═══ Material for the task ═══
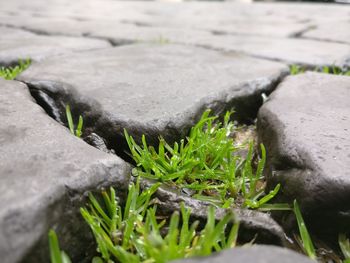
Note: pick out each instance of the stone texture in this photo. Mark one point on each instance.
(305, 126)
(263, 30)
(152, 89)
(253, 224)
(44, 173)
(253, 254)
(337, 31)
(17, 44)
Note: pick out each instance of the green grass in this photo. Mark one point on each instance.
(296, 69)
(135, 233)
(344, 244)
(207, 162)
(11, 73)
(78, 131)
(56, 255)
(307, 243)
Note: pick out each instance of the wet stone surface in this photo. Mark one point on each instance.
(273, 31)
(152, 89)
(45, 172)
(305, 127)
(18, 44)
(254, 254)
(152, 68)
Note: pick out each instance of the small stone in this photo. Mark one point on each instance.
(301, 125)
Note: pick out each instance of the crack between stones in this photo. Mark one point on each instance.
(303, 31)
(38, 32)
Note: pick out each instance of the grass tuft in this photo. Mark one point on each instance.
(56, 255)
(78, 131)
(10, 73)
(344, 244)
(304, 233)
(136, 234)
(296, 69)
(207, 163)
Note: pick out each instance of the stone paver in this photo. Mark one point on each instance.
(254, 254)
(17, 44)
(336, 31)
(261, 29)
(305, 126)
(154, 89)
(181, 58)
(44, 172)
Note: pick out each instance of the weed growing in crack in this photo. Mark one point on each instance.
(344, 244)
(78, 131)
(10, 73)
(136, 234)
(296, 69)
(306, 241)
(208, 163)
(56, 255)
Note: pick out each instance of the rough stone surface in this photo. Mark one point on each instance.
(267, 30)
(254, 254)
(153, 89)
(44, 173)
(17, 44)
(336, 31)
(305, 126)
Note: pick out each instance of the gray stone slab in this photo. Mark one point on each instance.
(154, 89)
(305, 127)
(337, 31)
(44, 173)
(17, 44)
(252, 254)
(289, 50)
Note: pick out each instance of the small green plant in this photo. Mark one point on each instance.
(296, 69)
(307, 243)
(10, 73)
(344, 244)
(56, 255)
(78, 131)
(135, 234)
(206, 162)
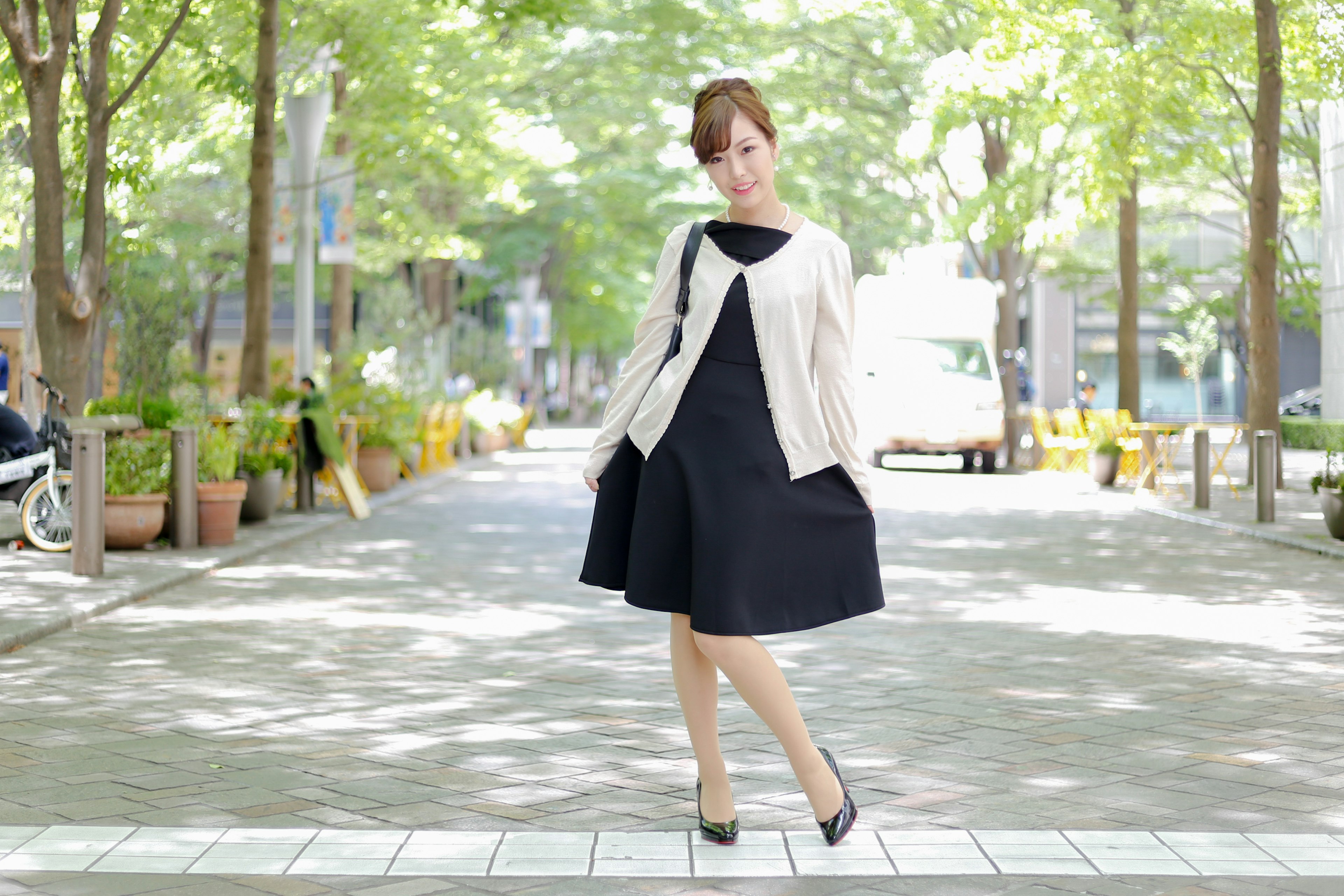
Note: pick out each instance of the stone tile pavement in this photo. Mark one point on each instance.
(761, 854)
(1297, 514)
(1049, 660)
(40, 596)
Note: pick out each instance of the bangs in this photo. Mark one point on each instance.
(712, 132)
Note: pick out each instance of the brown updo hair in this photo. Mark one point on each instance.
(717, 105)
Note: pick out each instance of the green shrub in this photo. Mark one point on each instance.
(261, 463)
(1108, 448)
(155, 413)
(217, 455)
(139, 467)
(1314, 433)
(378, 437)
(1330, 477)
(264, 439)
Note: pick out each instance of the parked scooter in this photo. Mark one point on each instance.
(43, 479)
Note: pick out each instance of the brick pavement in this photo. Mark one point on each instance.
(1049, 660)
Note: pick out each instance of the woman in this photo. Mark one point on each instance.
(752, 512)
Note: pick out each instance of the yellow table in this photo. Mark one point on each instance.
(1158, 464)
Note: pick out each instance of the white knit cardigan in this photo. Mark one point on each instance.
(802, 303)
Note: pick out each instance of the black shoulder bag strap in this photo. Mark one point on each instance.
(683, 296)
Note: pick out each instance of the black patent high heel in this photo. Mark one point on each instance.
(718, 832)
(836, 828)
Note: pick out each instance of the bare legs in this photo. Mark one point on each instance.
(757, 679)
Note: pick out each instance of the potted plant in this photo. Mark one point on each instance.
(267, 461)
(377, 458)
(136, 485)
(219, 496)
(1105, 461)
(1327, 488)
(488, 418)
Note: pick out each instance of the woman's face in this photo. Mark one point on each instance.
(745, 171)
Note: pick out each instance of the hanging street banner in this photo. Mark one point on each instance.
(541, 324)
(283, 217)
(336, 211)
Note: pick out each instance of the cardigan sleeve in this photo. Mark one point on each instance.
(832, 352)
(651, 344)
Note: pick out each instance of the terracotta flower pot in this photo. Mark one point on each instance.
(218, 506)
(1105, 468)
(377, 467)
(262, 495)
(132, 520)
(1332, 506)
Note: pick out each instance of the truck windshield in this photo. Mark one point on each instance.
(949, 357)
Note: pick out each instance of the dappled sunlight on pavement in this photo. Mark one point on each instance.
(1049, 659)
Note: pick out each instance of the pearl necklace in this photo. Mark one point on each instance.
(728, 216)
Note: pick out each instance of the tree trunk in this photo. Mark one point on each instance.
(1008, 334)
(254, 377)
(1127, 328)
(1262, 257)
(343, 276)
(201, 343)
(97, 354)
(30, 352)
(65, 312)
(65, 365)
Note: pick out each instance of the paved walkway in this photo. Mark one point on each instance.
(1297, 512)
(1049, 660)
(40, 596)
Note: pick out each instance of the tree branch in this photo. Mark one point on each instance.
(80, 73)
(14, 33)
(150, 64)
(1230, 86)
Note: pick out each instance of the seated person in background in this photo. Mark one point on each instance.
(1086, 397)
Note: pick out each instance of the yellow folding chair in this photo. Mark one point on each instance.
(1072, 430)
(1050, 442)
(1131, 461)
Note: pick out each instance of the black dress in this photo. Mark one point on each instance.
(720, 531)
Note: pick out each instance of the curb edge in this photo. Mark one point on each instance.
(1260, 535)
(19, 640)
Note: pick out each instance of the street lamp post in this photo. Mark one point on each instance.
(529, 288)
(306, 121)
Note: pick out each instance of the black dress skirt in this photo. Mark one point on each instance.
(720, 532)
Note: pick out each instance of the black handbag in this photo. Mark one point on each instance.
(619, 487)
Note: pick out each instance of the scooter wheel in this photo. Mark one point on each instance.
(46, 512)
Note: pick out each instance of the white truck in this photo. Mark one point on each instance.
(925, 374)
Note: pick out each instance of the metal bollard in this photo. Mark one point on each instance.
(183, 534)
(1202, 469)
(303, 488)
(1150, 441)
(1267, 475)
(86, 496)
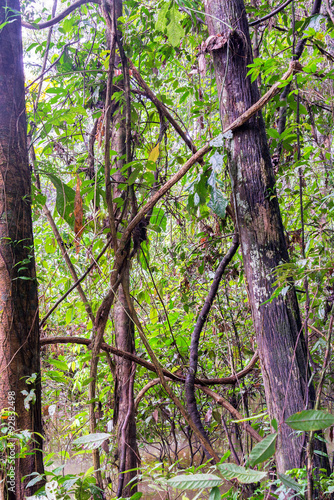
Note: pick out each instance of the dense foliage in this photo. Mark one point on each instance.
(177, 247)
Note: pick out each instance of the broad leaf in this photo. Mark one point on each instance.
(61, 365)
(218, 202)
(194, 481)
(310, 420)
(243, 475)
(290, 483)
(64, 200)
(263, 450)
(161, 22)
(174, 30)
(154, 154)
(92, 441)
(215, 494)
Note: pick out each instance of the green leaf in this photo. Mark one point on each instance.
(218, 202)
(65, 199)
(174, 30)
(61, 365)
(243, 475)
(263, 450)
(92, 441)
(161, 22)
(136, 496)
(194, 481)
(215, 494)
(310, 420)
(290, 483)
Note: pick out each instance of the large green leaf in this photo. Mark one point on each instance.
(161, 22)
(61, 365)
(263, 450)
(310, 420)
(215, 494)
(243, 475)
(92, 441)
(174, 30)
(290, 483)
(64, 200)
(194, 481)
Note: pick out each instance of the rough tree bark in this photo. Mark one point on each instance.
(19, 330)
(277, 323)
(124, 412)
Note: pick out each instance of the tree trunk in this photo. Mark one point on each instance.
(277, 323)
(124, 414)
(124, 410)
(19, 331)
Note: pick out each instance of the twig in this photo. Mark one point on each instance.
(271, 14)
(55, 20)
(231, 380)
(195, 337)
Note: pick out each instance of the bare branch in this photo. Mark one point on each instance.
(271, 14)
(60, 17)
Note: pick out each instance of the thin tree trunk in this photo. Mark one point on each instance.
(124, 410)
(277, 322)
(19, 330)
(195, 338)
(124, 413)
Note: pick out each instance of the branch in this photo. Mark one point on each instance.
(271, 14)
(55, 20)
(75, 284)
(233, 379)
(225, 404)
(193, 358)
(219, 399)
(121, 254)
(204, 441)
(162, 108)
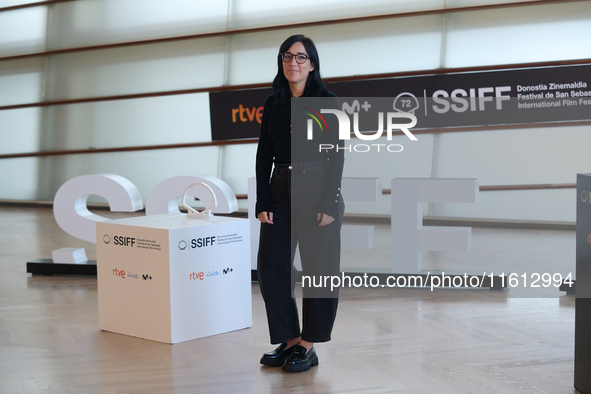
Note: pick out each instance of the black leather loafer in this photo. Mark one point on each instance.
(300, 360)
(277, 357)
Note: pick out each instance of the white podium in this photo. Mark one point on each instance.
(171, 279)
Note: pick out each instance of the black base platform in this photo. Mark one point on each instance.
(48, 267)
(422, 279)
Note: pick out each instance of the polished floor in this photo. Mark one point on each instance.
(385, 340)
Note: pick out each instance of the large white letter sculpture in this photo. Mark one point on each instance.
(165, 197)
(409, 237)
(72, 214)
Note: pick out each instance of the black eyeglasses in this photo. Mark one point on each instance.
(300, 57)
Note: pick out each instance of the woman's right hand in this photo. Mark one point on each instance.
(266, 217)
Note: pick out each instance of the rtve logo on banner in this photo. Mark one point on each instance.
(122, 274)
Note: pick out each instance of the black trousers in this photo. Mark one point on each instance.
(296, 192)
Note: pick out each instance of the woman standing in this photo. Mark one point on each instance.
(299, 203)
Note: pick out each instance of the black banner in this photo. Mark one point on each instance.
(525, 96)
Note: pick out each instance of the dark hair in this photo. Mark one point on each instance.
(315, 87)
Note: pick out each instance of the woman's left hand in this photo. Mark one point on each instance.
(324, 219)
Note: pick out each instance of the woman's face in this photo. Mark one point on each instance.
(297, 74)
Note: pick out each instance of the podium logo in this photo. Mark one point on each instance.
(119, 273)
(123, 241)
(202, 242)
(196, 276)
(585, 196)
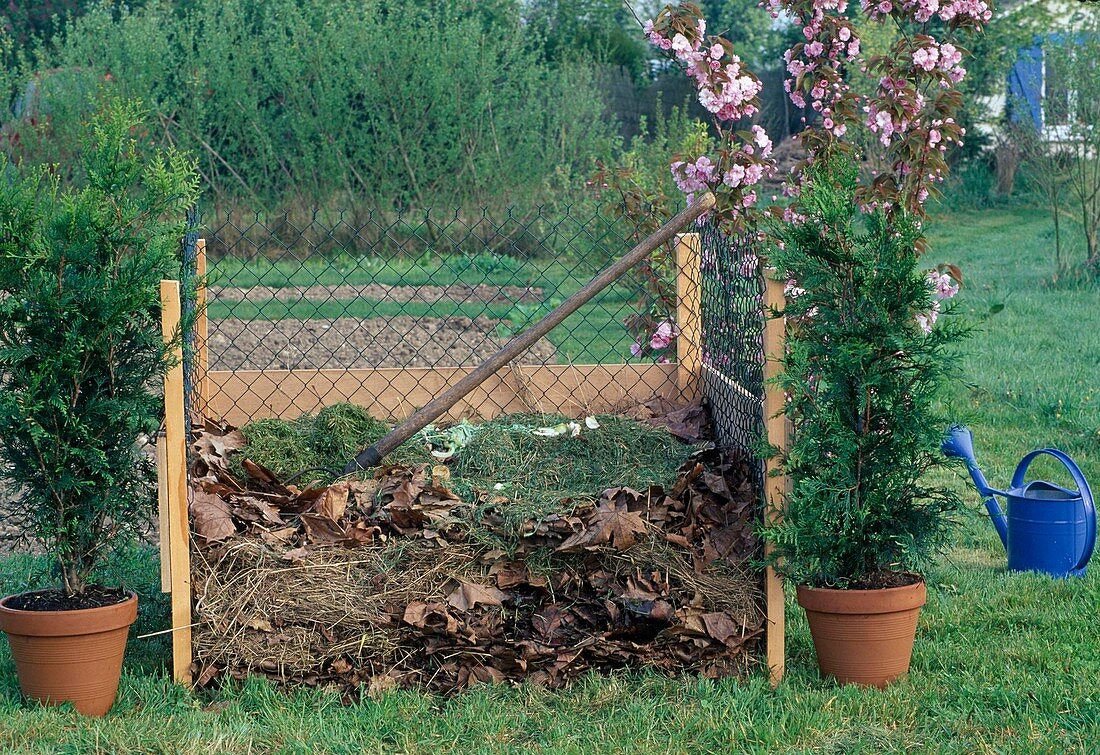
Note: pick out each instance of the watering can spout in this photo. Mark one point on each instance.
(959, 445)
═══
### Exercise
Leaving out the pictures, restate word for word the lines above from the one containing "Note: pick out each instance of the podium" through the end of the records, both ends included.

### Output for this exercise
Note: pick out each instance of the podium logo in this photo. Mark one point on each instance.
(119, 273)
(123, 241)
(202, 242)
(196, 276)
(585, 196)
Note: pick out each instance of the watering can spout in this photo. Mark one point on each instance.
(959, 445)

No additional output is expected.